→ TO DO
Please report each line in the items below that contains the string "jacket", copying the whole line. Case counts when matching.

→ THE DATA
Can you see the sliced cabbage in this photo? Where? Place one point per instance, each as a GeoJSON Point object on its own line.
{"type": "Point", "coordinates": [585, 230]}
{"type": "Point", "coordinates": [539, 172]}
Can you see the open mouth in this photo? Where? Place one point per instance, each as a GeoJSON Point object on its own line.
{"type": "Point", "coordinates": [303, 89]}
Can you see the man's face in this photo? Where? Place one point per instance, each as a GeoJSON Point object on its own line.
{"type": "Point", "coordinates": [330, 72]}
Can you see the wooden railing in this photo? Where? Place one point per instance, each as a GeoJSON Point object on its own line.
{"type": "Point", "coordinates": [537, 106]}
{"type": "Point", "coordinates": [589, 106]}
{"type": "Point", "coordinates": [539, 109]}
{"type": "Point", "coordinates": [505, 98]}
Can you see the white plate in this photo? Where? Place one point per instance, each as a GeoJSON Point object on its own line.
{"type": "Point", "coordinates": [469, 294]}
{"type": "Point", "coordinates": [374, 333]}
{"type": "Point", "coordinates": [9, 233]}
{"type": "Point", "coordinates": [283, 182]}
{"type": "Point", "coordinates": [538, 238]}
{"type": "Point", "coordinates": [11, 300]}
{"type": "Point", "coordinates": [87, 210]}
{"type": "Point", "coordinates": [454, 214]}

--

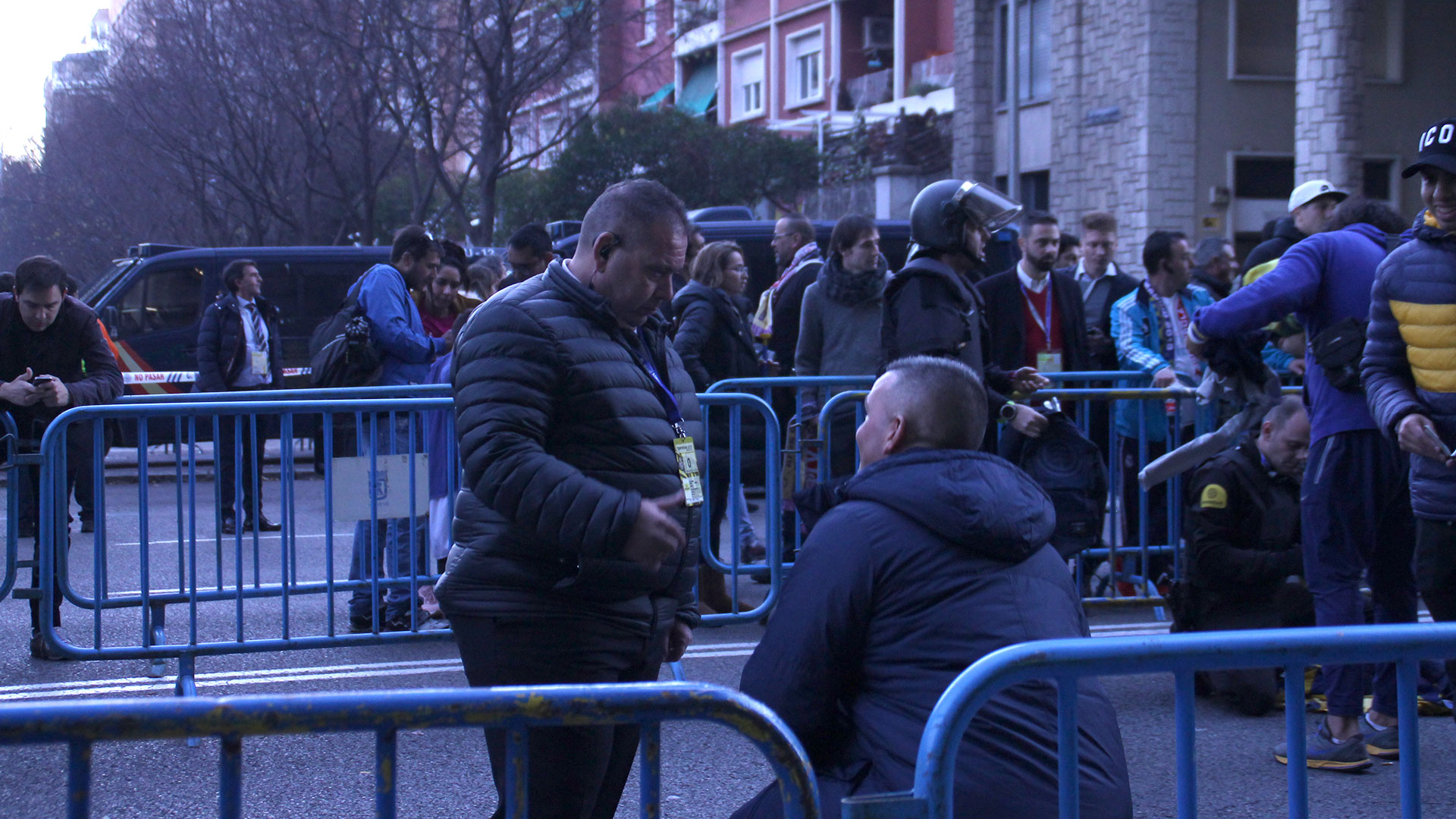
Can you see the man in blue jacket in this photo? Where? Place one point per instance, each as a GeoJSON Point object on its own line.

→ EXPECTED OUTPUT
Can you see the man in blue jacket in this photo? Where? Place one point per instance, each as a GeoJSON Point object on its own line.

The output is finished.